Job item => Quote verbatim the entries below, starting at their first line and ending at the line that contains "positive clicks: (137, 16)", with both of those lines included.

Records to process =>
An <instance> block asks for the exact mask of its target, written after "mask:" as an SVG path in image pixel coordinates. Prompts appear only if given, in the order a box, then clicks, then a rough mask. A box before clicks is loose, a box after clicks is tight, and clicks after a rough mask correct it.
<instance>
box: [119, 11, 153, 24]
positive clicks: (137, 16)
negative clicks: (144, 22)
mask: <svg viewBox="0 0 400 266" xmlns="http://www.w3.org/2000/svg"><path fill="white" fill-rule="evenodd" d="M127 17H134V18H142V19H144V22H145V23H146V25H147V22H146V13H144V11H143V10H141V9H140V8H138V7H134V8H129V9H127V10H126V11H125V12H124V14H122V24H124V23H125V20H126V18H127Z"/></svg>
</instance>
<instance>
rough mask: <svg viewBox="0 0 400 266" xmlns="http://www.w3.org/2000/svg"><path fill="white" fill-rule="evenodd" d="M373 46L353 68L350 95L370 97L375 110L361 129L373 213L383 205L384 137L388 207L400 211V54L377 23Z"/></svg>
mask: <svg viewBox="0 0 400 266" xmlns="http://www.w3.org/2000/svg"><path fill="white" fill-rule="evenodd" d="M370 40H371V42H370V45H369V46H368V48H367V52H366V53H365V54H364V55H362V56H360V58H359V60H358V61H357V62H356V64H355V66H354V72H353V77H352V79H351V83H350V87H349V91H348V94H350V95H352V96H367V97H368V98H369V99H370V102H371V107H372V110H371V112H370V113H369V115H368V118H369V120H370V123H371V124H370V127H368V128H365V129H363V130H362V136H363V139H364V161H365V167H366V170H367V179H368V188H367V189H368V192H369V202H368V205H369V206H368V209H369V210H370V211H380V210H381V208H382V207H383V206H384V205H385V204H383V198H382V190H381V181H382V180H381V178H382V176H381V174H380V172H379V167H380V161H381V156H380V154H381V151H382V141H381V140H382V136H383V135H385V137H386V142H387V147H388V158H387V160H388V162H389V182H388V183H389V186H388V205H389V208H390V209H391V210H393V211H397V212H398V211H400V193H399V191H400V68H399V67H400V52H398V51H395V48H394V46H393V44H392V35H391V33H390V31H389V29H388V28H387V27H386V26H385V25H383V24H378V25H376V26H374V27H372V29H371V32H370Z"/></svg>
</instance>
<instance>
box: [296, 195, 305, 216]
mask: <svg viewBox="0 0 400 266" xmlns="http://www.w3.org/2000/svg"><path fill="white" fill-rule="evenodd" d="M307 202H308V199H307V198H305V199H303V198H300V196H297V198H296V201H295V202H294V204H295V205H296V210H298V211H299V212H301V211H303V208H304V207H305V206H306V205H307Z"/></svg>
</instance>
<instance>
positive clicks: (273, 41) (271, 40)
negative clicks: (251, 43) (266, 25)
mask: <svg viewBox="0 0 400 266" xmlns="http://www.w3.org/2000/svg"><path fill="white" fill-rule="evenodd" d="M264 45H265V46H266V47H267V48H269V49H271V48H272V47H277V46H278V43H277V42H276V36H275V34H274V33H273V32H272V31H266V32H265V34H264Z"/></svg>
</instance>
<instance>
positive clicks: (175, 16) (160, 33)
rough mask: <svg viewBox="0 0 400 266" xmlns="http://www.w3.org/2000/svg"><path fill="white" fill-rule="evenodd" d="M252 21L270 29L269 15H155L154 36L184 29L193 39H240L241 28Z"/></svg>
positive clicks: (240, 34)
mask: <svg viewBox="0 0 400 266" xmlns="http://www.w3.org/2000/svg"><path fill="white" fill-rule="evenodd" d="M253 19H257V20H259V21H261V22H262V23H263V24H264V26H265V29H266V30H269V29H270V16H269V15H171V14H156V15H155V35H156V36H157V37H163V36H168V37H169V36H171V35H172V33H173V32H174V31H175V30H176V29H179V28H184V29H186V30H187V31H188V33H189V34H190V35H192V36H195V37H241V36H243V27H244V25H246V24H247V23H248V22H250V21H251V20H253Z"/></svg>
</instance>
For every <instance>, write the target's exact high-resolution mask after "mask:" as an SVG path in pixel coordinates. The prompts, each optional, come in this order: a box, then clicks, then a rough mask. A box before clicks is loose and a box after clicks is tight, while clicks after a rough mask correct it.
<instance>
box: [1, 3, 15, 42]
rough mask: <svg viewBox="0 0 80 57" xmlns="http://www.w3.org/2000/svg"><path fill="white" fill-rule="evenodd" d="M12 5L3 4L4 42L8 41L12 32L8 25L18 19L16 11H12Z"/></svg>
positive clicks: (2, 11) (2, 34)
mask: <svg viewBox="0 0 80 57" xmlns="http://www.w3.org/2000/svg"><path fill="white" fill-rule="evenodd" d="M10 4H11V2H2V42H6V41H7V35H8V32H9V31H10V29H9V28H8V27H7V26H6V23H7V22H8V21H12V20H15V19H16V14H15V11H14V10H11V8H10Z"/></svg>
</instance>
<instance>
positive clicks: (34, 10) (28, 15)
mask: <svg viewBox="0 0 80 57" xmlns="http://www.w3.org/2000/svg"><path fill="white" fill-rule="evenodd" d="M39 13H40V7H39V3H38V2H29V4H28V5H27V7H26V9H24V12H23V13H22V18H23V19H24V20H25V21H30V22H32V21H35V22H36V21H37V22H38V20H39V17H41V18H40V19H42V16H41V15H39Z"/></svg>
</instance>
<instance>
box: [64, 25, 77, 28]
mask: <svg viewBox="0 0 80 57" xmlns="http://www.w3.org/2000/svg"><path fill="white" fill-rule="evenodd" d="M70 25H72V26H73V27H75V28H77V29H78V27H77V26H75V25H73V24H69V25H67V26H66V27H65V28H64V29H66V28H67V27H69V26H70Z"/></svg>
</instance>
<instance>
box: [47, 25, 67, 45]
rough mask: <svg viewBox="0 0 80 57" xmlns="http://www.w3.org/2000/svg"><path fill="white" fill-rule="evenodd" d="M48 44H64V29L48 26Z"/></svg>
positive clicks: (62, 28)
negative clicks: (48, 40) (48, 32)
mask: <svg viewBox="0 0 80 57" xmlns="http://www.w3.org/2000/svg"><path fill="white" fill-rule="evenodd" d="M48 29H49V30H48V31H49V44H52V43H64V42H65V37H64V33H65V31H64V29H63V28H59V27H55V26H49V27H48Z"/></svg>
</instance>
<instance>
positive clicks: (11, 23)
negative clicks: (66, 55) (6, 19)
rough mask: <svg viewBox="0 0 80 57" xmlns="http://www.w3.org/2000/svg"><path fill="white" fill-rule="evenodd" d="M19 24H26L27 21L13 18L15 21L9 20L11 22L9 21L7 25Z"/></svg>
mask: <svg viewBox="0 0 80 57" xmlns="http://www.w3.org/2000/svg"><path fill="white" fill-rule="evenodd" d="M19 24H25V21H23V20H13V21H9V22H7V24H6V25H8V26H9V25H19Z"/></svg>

Response to the task =>
An <instance> block asks for the exact mask of its target, written after "mask:" as an SVG path in image pixel coordinates. Prompts appear only if given, in the order a box, then clicks, then a rough mask. A box before clicks is loose, a box after clicks is tight, and clicks after a rough mask correct it.
<instance>
box: [119, 11, 153, 24]
positive clicks: (137, 16)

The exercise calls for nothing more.